Would you restate each entry word for word, omitting the pictures?
Content starts
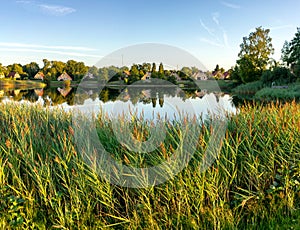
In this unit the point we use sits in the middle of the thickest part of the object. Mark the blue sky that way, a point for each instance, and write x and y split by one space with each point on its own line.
88 30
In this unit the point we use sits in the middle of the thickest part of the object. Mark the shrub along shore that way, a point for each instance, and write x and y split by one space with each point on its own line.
253 183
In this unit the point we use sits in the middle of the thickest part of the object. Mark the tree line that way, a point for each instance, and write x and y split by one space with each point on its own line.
254 62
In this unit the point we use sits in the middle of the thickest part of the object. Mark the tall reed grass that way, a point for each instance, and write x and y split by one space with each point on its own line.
254 182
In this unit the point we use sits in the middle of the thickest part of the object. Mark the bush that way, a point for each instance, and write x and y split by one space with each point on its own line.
280 75
271 94
67 83
249 88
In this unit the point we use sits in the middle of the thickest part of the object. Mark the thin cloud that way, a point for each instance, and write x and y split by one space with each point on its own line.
215 17
281 27
225 38
208 30
24 2
74 54
24 45
230 5
57 10
210 42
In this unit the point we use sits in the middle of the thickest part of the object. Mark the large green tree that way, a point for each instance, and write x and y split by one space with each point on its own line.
291 53
254 55
31 69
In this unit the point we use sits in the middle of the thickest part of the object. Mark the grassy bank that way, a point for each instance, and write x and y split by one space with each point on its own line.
21 84
258 91
253 184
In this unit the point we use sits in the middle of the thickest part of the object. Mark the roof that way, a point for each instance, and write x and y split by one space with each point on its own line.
64 91
64 76
39 75
13 74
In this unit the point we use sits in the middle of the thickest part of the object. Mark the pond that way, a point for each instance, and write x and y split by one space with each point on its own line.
146 102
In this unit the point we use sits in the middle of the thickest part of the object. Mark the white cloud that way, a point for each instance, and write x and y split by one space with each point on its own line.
28 50
25 45
57 10
230 5
215 17
211 42
281 27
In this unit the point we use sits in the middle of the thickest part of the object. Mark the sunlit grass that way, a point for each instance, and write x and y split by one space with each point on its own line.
254 182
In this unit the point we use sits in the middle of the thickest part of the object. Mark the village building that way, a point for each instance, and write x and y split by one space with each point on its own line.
14 75
64 77
39 76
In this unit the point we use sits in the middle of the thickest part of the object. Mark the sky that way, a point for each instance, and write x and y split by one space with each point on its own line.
89 30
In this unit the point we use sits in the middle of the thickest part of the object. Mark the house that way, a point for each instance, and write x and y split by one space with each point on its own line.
14 75
200 76
176 76
39 92
88 76
147 76
64 77
64 91
39 76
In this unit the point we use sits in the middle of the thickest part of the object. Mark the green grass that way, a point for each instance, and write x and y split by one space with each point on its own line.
253 184
273 94
21 84
249 88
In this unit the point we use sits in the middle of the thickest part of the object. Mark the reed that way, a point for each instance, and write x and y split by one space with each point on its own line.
253 183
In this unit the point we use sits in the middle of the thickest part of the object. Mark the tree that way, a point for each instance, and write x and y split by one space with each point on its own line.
153 70
134 74
185 73
161 71
3 69
31 69
291 53
254 55
47 65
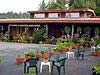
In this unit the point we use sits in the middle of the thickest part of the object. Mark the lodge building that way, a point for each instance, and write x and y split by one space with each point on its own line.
56 23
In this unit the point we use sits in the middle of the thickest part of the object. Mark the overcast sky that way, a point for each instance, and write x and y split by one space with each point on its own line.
19 5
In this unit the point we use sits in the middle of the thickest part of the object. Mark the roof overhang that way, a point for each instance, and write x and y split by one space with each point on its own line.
46 20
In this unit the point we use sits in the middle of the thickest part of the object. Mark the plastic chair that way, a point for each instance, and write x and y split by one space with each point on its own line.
30 63
58 64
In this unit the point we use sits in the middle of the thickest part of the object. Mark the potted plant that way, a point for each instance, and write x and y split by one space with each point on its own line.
97 51
29 55
19 59
46 57
96 69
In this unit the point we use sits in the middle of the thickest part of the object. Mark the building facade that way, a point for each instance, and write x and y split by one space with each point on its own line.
74 23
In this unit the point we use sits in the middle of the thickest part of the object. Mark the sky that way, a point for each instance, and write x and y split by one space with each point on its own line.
19 5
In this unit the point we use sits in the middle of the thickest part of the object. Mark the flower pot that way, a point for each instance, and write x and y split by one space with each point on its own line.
38 56
20 60
28 57
46 60
98 53
92 53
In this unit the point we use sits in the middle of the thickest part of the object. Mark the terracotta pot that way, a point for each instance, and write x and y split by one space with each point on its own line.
19 60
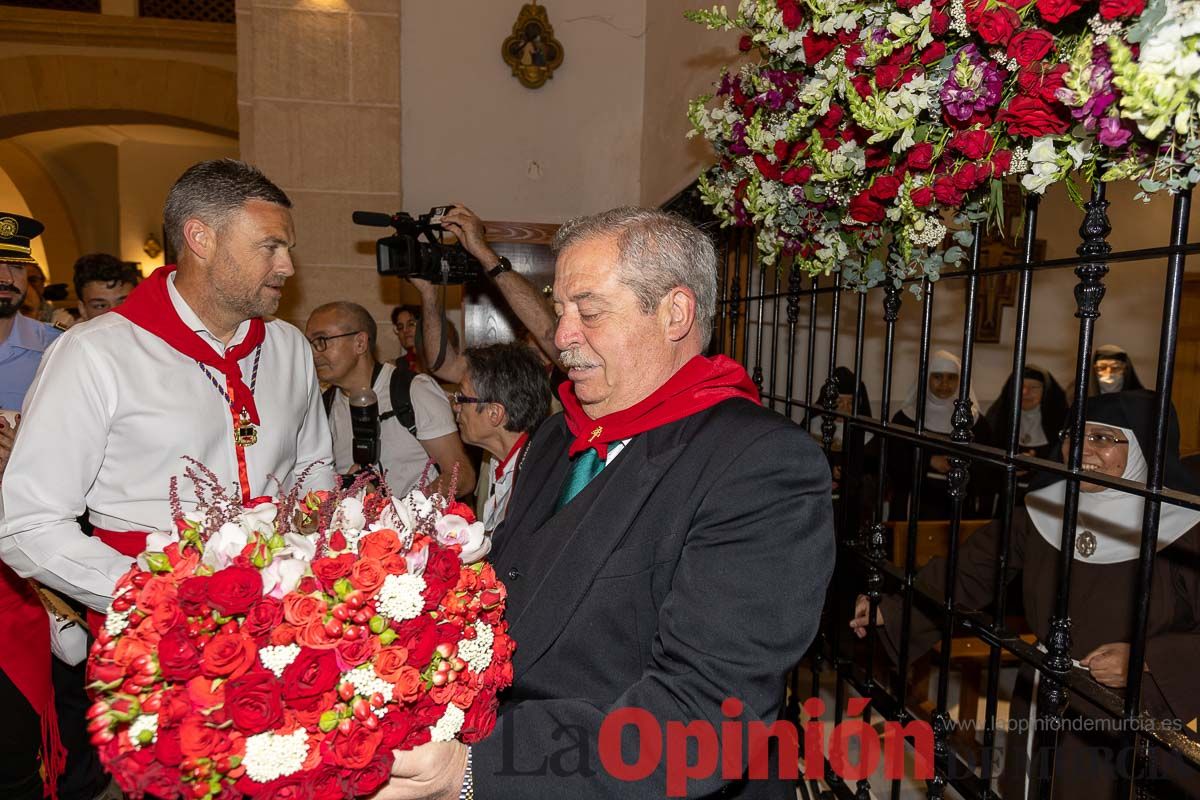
Content ends
TASK ANSWER:
In this unit the point we use sits in the middle of the thickest part of the object. Mark the blue sky that way, a point for each instance, and write x and y split by one space with each point on its own line.
88 30
In this unit the point we use sits in the middle of the thickest part of the object. Mark the shrub along shore that way, a point for each instance, and write x and y split by one space with each point on its own line.
253 183
In this unit the point we use sits in the middle of the thickest part of the object. Mark the tree line that way, a point for each instance, and write x and y split by one space with each point on its own line.
254 62
In this unit the point we use sits in the middle of the thickest part of the object. Mark the tall reed grass that way, a point for each instance, and write x and y split by one space with each point on its own line.
254 182
In this unit the point we use sits in the middle of the thickest part of the object. Mark the bush that way, a point for each instance, and write x and y split by one space with each point on its own line.
280 75
271 94
67 83
249 88
In this unit the point we use sits in the middle of the thickest part of the object. Mark the thin cloud that way, a point for each instance, and write x and y split by one space with each point on its own line.
215 17
281 27
225 38
208 30
24 2
74 54
24 45
230 5
57 10
210 42
In this unit the point we use sits in the middle of the thickest part of the object. Mark the large green tree that way, a point for each instance, and write x and y split by one space with each point on its own line.
291 53
254 55
31 69
In this unit the point we use sits in the middle of the thickest part of the object. Mark the grassy bank that way, a point for each instance, and write x and y split by one space with each point on its own line.
21 84
258 91
253 184
In this unit the point we use sits in the middle of the thickest part of the object. Mark the roof that way, a point for each instance, and write x and y split by one space with each point on its own line.
64 91
64 76
39 75
13 74
In this unit the point we use sits in the middle of the thickest part of the object. Mark the pond that way, a point for each instance, and write x and y split by one space with each point on its own line.
146 102
In this unit the point we use sits in the middle of the thickest part of the object. Mark the white cloud that way, a point for each instance, and write x and y split by one space with each point on its own line.
28 50
25 45
57 10
230 5
215 17
211 42
281 27
In this unit the point we use sits in the middle of the thickest part of the object. Mark the sunlit grass that way, a point for each instance, and write x and y split by one space with each point on its own line.
254 182
In this unit the point we use sits in the middle of the thickest part of the object. Mark the village building that way, a point for each instance, and write x and y split by one space with each point on its own line.
14 75
64 77
39 76
In this unit the point we use sits in the middle of the thickest part of the object. Mark the sky that way, a point for each instance, and write x and y split by one space with each point on its own line.
89 30
In this unit the point we use sits in the middle of the thickest part of the object. Mark the house that way, a point for each instance, and write x and y split by one space with each point on its own line.
14 75
200 76
176 76
39 92
88 76
147 76
64 77
64 91
39 76
In this unit the point we use sits in the middle of the thickest part of the object. Mark the green grass that way, a point for each instance, and write x and y split by one space with each point on its own line.
253 184
273 94
21 84
249 88
In this unit the point we use sits in the middle of the thickest part of the object. Mark the reed that way, a point for each instance, and write x and y split by one space with each point on its own line.
253 183
In this unit the point we use sits in the middle of the thickest part of the object. Mark the tree that way, a point for each instance, and write x and y split by one space with each point on its own line.
153 70
134 74
185 73
161 71
3 69
31 69
291 53
254 55
47 65
In this unit the point we use sits in the middle of the thickest part of the object. Mark the lodge building that way, a point for each instance, and write x and y split by one space with each point on its own line.
56 23
In this unit the point we use sits in the middle of the thickest part of the object. Mark the overcast sky that way, a point for each instance, and write x and y split by one space with each point on its own line.
19 5
In this unit the point we use sits in the middle of the thickest part of the object. Mark the roof overhang that way, a point for each instance, and write x and y split by one space with each point on its own line.
46 20
In this unit the point we use sits in the middle of the thickest part of the object. Mark the plastic chair that way, a point for each instance, and write x and y split by one space with each point on its own line.
30 63
58 64
In this unit the point we use sits in the middle of the thickest part of the object. Mark the potted plant that way, a point for each instance, and write x and y split by one space with each point on its own line.
97 51
29 55
19 59
46 57
96 69
In this unit the point we use sits in the middle of the thickest part of the object. Mark the building facade that way, a point for each instance, and write x and y split by one space with each point on its own line.
74 23
In this unit the point we use sits in the middle of the thickest part of the object. Mark the sky that way, a point for each instance, and write x and y split by one space with each point on its own line.
19 5
In this unit the point we use sits in the middle of the thickest part of the object. Mark the flower pot that way, a point for each instance, and write x and y split by one space with each point on its own line.
38 56
20 60
28 57
46 60
98 53
92 53
In this unit the point we use sits in the middle of the thickest part of the object. Mark the terracotta pot that way, a point for each instance, and write x and y split by one space with each point on its own line.
19 60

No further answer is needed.